Copy the random vectors text between "Random Vectors and" and "p\) matrix \(A\)", inclusive, swapping in "jointly defined" wherever "jointly distributed" appears.

**Selected text**.
-*-

Random Vectors

Posted on 2024-07-09 Edited on 2025-01-10 In Mathematics Views:

Source:

Random Vectors from the textbook Introduction to Probability, Statistics, and Random Processes by Hossein Pishro-Nik.
Random Vectors and the Variance–Covariance Matrix

Random Vectors

Notation

Symbol	Type	Description
\(\vec{X}\)	Random vector	A vector of jointly distributed random variables \(\vec{X} = [X_1, X_2, \ldots, X_p]^T\)
\(\mathrm{E}[\vec{X}]\)	Vector	Expectation of the random vector \(\vec{X}\)
\(\vec{\mu}_{\vec{X}}\), \(\vec{\mu}\)	Vector	Alternative notation for the expectation \(\mathrm{E}[\vec{X}]\)
\(\operatorname{Var}(\vec{X})\)	Matrix	Variance-covariance matrix (or simply covariance matrix) of \(\vec{X}\)
\(\Sigma_{\vec{X}}\), \(\Sigma\), \(\operatorname{Cov}(\vec{X})\)	Matrix	Alternative notations for the variance-covariance matrix
\(\operatorname{Cov}(\vec{X}, \vec{Y})\)	Matrix	Covariance matrix between two random vectors \(\vec{X}\) and \(\vec{Y}\)
\(A \vec{X}\)	Linear transformation	Transformation of the random vector \(\vec{X}\) by a \(k \times p\) matrix \(A\)
\(\operatorname{Cov}\left(X_i, Y_j\right)\)	Scalar	Covariance between the \(i\)-th component of \(\vec{X}\) and the \(j\)-th component of \(\vec{Y}\)
\(\left[\mathrm{E}[\vec{X}]\right]\)	Column vector	Expectation of the random vector \(\vec{X}\) expressed as a column matrix
\(\mathrm{E}[\vec{X} \vec{Y}^T]\)	Matrix	Matrix of expected pairwise products between components of \(\vec{X}\) and \(\vec{Y}\)
\(X_1, X_2, \ldots, X_p\)	Random variables	Components of the random vector \(\vec{X}\)

-*-

Records from a dataset:

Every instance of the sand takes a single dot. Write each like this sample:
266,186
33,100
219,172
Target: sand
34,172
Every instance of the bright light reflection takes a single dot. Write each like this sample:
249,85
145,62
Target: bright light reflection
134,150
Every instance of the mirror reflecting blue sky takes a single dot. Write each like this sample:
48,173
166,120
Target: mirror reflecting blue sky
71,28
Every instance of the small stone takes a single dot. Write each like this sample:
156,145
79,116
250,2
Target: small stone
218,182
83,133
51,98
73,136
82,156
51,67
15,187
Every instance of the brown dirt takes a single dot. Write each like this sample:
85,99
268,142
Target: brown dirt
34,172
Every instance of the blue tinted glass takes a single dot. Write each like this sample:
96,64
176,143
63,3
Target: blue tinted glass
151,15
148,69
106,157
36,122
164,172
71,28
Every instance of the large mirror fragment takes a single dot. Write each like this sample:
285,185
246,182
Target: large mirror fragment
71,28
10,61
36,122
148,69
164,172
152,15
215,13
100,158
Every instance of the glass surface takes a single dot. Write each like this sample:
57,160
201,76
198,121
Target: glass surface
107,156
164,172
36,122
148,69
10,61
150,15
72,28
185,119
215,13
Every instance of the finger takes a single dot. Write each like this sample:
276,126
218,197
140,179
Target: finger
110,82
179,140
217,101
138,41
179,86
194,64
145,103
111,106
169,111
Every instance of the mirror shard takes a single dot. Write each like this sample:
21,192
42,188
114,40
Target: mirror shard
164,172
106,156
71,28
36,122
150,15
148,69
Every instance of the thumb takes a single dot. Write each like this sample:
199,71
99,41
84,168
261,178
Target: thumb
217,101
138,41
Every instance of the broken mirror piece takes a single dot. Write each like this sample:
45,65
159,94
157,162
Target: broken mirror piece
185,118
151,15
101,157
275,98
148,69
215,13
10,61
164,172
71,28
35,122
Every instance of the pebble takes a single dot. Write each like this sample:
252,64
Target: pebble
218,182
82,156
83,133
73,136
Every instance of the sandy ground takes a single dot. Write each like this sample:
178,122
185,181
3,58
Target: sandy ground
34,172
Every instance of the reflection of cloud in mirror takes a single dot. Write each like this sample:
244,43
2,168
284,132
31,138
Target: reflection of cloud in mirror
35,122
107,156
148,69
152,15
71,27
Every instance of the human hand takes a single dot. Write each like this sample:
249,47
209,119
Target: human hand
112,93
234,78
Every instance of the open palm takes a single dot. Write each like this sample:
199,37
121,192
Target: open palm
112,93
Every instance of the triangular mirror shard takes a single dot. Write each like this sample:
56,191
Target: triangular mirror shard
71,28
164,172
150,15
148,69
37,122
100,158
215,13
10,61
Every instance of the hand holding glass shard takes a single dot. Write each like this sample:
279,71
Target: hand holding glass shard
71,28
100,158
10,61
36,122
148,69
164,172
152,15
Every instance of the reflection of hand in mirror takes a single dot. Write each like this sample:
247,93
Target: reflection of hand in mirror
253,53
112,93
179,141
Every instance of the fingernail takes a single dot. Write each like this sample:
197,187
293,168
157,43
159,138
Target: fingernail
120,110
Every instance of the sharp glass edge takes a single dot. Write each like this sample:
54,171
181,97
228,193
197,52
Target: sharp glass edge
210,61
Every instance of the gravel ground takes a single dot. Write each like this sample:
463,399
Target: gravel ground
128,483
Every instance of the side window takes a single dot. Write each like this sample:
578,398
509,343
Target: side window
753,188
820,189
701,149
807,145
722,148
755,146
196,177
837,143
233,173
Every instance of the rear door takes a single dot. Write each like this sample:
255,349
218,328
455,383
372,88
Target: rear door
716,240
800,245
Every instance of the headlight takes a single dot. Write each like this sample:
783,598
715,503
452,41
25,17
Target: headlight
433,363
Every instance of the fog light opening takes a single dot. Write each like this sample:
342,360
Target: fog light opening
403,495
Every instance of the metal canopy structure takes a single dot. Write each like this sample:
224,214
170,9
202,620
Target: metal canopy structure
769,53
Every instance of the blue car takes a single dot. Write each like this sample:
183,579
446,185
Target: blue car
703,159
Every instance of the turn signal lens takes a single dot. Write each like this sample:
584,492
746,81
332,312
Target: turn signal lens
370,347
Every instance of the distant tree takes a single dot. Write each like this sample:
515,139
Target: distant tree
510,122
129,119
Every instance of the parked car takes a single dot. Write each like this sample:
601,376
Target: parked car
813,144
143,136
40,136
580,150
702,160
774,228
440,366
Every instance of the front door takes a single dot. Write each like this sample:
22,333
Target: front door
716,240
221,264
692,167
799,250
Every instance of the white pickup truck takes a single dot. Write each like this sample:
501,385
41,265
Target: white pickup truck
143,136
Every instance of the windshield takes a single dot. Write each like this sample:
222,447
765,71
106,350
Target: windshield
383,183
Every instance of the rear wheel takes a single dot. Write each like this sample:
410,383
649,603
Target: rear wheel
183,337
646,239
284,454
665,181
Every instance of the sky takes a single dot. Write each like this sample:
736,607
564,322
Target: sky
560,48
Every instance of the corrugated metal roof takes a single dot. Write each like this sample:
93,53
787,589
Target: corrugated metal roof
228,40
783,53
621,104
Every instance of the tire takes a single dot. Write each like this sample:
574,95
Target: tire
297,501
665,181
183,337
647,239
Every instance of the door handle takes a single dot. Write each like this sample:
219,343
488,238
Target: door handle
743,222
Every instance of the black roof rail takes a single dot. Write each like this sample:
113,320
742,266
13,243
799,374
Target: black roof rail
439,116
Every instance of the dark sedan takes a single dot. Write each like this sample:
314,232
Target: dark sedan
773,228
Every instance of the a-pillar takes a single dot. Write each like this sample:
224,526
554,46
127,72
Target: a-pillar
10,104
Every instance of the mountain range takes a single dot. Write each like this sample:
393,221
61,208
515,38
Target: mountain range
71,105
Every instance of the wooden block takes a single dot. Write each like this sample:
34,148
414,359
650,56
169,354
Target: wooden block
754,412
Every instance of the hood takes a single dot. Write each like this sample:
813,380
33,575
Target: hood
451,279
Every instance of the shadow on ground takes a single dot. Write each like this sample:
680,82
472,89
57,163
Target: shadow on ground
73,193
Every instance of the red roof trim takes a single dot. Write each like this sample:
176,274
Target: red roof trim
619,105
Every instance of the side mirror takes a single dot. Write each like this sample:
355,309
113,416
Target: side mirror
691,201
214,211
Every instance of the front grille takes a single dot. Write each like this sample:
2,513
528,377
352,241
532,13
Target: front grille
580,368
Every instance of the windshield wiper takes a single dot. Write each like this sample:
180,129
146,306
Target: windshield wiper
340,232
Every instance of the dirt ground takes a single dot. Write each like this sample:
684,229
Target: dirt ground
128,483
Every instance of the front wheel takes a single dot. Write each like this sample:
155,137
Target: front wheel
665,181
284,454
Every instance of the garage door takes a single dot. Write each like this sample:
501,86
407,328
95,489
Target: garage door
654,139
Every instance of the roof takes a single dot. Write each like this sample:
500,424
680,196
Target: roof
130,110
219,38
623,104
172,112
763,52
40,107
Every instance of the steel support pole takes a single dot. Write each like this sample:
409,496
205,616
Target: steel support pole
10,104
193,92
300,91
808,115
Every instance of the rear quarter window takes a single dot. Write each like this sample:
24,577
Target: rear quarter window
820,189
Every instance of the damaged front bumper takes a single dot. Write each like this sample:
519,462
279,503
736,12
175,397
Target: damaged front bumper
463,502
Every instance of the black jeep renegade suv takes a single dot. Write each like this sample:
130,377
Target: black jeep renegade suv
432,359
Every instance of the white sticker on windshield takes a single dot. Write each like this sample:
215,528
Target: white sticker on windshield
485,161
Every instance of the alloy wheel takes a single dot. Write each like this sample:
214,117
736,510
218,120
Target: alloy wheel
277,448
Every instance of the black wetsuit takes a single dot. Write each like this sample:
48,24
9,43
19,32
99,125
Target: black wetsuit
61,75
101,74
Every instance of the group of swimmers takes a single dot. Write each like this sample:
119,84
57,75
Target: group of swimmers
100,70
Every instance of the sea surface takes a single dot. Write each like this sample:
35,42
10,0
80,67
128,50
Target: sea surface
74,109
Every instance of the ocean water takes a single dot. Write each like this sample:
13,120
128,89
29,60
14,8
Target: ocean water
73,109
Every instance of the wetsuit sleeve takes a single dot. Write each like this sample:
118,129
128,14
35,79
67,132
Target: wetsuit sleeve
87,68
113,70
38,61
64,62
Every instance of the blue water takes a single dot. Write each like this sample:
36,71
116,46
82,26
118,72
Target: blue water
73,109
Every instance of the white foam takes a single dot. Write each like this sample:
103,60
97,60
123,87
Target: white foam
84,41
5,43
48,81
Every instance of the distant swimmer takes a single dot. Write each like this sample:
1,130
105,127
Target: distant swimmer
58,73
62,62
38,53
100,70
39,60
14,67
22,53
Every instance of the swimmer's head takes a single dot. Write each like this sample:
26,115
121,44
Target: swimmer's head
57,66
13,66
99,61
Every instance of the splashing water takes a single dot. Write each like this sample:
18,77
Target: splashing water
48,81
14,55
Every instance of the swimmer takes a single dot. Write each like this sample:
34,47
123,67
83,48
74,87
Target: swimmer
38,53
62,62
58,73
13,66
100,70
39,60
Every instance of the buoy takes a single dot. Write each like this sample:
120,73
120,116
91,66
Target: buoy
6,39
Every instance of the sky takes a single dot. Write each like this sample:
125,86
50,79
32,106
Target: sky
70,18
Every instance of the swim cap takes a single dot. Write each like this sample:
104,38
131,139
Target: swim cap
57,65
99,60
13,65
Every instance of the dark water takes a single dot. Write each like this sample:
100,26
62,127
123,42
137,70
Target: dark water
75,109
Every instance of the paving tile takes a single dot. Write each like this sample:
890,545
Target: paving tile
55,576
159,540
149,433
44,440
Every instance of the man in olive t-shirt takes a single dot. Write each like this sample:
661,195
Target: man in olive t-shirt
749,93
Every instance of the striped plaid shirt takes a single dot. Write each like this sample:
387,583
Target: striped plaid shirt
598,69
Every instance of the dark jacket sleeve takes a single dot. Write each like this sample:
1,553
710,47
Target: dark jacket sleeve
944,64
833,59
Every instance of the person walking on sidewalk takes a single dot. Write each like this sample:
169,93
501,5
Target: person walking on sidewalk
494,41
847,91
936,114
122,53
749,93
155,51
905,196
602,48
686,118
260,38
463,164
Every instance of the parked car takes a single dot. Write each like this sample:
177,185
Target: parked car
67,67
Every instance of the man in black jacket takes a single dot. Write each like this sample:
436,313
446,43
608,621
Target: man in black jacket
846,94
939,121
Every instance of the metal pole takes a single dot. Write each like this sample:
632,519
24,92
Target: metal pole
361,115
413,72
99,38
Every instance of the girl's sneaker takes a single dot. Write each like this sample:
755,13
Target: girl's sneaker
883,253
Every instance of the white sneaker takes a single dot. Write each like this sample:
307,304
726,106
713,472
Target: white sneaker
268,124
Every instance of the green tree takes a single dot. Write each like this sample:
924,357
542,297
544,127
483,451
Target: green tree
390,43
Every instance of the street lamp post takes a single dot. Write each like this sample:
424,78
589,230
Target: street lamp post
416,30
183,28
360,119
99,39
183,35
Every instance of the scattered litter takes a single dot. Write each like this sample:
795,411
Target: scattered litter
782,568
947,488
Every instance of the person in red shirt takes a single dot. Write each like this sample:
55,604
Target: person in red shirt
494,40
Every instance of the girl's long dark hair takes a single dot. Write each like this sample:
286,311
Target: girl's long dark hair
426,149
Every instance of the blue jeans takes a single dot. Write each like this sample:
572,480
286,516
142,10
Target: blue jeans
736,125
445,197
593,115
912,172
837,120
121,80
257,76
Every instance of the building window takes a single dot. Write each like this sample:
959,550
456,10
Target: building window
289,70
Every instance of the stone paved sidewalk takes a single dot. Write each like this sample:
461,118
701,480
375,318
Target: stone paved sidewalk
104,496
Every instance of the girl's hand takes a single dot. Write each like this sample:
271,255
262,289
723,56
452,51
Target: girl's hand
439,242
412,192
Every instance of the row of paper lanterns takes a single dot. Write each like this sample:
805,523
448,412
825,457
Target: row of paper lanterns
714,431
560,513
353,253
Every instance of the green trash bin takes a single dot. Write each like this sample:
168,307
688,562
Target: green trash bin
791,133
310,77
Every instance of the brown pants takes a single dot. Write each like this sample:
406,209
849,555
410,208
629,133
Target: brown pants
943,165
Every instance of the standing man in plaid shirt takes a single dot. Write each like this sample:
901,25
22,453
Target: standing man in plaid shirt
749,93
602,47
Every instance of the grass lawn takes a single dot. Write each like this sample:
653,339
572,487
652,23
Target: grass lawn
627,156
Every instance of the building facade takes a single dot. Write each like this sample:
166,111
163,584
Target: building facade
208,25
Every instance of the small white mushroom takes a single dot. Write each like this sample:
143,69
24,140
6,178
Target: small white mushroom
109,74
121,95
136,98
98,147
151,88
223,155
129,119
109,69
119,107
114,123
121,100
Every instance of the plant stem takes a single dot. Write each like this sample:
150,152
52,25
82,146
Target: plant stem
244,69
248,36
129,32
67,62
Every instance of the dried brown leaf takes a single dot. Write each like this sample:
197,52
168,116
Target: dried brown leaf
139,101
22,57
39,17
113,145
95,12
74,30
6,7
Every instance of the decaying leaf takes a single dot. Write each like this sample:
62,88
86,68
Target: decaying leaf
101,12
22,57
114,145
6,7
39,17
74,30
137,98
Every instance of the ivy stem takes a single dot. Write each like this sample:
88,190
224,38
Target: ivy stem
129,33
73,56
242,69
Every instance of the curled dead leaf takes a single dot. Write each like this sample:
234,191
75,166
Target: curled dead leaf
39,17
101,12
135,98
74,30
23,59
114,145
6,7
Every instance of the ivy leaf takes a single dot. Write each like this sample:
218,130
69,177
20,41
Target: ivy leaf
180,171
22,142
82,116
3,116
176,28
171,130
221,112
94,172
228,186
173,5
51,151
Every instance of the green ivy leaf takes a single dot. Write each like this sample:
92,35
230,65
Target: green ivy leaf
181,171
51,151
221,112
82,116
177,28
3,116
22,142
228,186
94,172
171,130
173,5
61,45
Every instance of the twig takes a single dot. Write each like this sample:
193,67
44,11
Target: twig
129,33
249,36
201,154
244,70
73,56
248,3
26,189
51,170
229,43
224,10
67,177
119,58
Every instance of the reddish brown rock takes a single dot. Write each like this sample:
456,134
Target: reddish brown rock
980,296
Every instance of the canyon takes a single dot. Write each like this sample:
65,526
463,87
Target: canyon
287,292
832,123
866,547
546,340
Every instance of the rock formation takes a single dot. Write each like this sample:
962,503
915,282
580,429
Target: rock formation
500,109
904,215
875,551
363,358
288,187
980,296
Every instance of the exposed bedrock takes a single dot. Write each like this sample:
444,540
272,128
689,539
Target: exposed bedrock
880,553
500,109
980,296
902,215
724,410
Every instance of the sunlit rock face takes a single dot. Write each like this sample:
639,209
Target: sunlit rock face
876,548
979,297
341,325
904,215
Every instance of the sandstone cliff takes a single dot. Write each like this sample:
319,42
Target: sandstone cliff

-*-

**Full answer**.
Random Vectors and the Variance–Covariance Matrix

Random Vectors

Notation

Symbol	Type	Description
\(\vec{X}\)	Random vector	A vector of jointly defined random variables \(\vec{X} = [X_1, X_2, \ldots, X_p]^T\)
\(\mathrm{E}[\vec{X}]\)	Vector	Expectation of the random vector \(\vec{X}\)
\(\vec{\mu}_{\vec{X}}\), \(\vec{\mu}\)	Vector	Alternative notation for the expectation \(\mathrm{E}[\vec{X}]\)
\(\operatorname{Var}(\vec{X})\)	Matrix	Variance-covariance matrix (or simply covariance matrix) of \(\vec{X}\)
\(\Sigma_{\vec{X}}\), \(\Sigma\), \(\operatorname{Cov}(\vec{X})\)	Matrix	Alternative notations for the variance-covariance matrix
\(\operatorname{Cov}(\vec{X}, \vec{Y})\)	Matrix	Covariance matrix between two random vectors \(\vec{X}\) and \(\vec{Y}\)
\(A \vec{X}\)	Linear transformation	Transformation of the random vector \(\vec{X}\) by a \(k \times p\) matrix \(A\)